__The problem__:
Rewrite all of the rows below as one numbered list, omitting any blank lines.

Excerpts of bounding box data:
═══

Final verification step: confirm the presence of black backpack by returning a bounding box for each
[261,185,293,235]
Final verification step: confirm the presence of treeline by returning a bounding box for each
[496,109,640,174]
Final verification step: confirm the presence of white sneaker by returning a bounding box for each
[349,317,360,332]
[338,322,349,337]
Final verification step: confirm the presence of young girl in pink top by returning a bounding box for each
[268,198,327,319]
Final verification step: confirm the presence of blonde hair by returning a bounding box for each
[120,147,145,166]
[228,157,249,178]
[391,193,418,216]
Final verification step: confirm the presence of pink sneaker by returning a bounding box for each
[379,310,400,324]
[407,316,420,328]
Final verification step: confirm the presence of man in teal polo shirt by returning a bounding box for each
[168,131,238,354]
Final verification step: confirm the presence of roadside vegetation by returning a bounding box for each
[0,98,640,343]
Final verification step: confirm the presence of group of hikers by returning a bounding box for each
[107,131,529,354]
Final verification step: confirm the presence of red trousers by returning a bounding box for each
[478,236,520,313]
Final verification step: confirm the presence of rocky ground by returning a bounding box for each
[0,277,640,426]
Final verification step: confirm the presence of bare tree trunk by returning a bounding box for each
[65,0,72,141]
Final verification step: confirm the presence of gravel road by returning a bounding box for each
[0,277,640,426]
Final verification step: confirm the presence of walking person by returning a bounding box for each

═══

__Answer in full__:
1. Final verification step: confirm the presence of black backpack by returning a bounding box for each
2. [261,185,293,235]
3. Final verification step: confirm the presence of treeline by returning a bounding box for each
4. [496,109,640,174]
5. Final verification step: confirm the presence of white sneaker by returning a bounding box for each
6. [349,317,360,332]
7. [338,322,349,337]
8. Final verification step: confirm the presence of young girl in pink top by returning a bounding box for each
9. [268,198,327,319]
10. Final verification step: confirm the presence of blonde hair by returning a bounding box for each
11. [120,147,145,166]
12. [228,157,249,178]
13. [391,193,418,216]
14. Final verification step: confirm the presence of pink sneaker by returning a bounding box for each
15. [379,310,400,324]
16. [407,316,420,328]
17. Final verification step: confirm the presence of man in teal polo shirt by returning a bounding box for each
18. [168,131,238,354]
19. Final verification step: confirm the presence of roadside vegetation by returning a bounding box for each
20. [0,98,640,343]
21. Final verification step: confirm the presence of group of hikers by returning a bounding box for each
22. [107,131,529,354]
23. Final verification step: confirm the presence of red trousers by returning a bounding box for each
24. [478,236,520,313]
25. Final verification step: confirm the presence of rocky ground by returning a bounding box for each
26. [0,277,640,426]
27. Final verification step: confirm the presence of bare tree trunk by returning a bounding box for each
28. [65,0,72,141]
29. Final verification step: confirm the presence of gravel road by returning a bounding box for each
30. [0,277,640,426]
31. Final verification step: confirm the presence of walking person by returning a bounding box for each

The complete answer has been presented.